THREE NUDES, c.1938

Important Australian + International Fine Art
Melbourne
30 April 2014
2

RAH FIZELLE

(1891 - 1964)
THREE NUDES, c.1938

oil on canvas on board

32.0 x 44.5 cm

signed lower right: R. Fizelle

Estimate: 
$40,000 - 60,000
Sold for $45,600 (inc. BP) in Auction 35 - 30 April 2014, Melbourne
Provenance

Joseph Brown Gallery, Melbourne
Private collection, Melbourne, acquired from the above in November 1976

Exhibited

Spring exhibition 1976, Joseph Brown Gallery, Melbourne, 18-29 October 1976, cat. 40
Balson - Fizelle - Hinder: An Exhibition of Abstract Art in Sydney 1930 to 1960, Sotheby's Gallery, Sydney, 1998 (illus. in exhibition catalogue)
Modern Australian Painting, Charles Nodrum Gallery, Melbourne, 12 April - 5 May 2012, cat. 15 (illus. in exhibition catalogue)

▸ **Short problem 1**:
Put the record lines into a Markdown table with the columns Row and Record line, skipping blank lines. Begin at the line in the records that contains "Locate the wooden" and go through the last line of the records.

▸ **Supplied information**:
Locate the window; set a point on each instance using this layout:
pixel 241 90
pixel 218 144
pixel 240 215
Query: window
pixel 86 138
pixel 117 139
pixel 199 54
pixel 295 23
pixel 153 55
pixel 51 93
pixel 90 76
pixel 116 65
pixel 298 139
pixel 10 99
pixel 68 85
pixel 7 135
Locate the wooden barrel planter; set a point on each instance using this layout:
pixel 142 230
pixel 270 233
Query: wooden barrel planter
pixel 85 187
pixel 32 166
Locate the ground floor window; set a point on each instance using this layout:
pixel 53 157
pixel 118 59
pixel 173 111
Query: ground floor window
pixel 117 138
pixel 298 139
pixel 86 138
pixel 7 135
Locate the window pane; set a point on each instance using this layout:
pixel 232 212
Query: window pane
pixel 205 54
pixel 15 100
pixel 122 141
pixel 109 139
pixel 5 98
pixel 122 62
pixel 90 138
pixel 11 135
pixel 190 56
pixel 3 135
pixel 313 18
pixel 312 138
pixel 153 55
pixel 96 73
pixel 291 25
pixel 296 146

▸ **Short problem 2**:
According to the auction listing for Three Nudes, what did the painting sell for?

▸ **Correct answer 1**:
| Row | Record line |
|---|---|
| 1 | Locate the wooden barrel planter; set a point on each instance using this layout: |
| 2 | pixel 142 230 |
| 3 | pixel 270 233 |
| 4 | Query: wooden barrel planter |
| 5 | pixel 85 187 |
| 6 | pixel 32 166 |
| 7 | Locate the ground floor window; set a point on each instance using this layout: |
| 8 | pixel 53 157 |
| 9 | pixel 118 59 |
| 10 | pixel 173 111 |
| 11 | Query: ground floor window |
| 12 | pixel 117 138 |
| 13 | pixel 298 139 |
| 14 | pixel 86 138 |
| 15 | pixel 7 135 |
| 16 | Locate the window pane; set a point on each instance using this layout: |
| 17 | pixel 232 212 |
| 18 | Query: window pane |
| 19 | pixel 205 54 |
| 20 | pixel 15 100 |
| 21 | pixel 122 141 |
| 22 | pixel 109 139 |
| 23 | pixel 5 98 |
| 24 | pixel 122 62 |
| 25 | pixel 90 138 |
| 26 | pixel 11 135 |
| 27 | pixel 190 56 |
| 28 | pixel 3 135 |
| 29 | pixel 313 18 |
| 30 | pixel 312 138 |
| 31 | pixel 153 55 |
| 32 | pixel 96 73 |
| 33 | pixel 291 25 |
| 34 | pixel 296 146 |

▸ **Correct answer 2**:
$45,600 (inc. BP)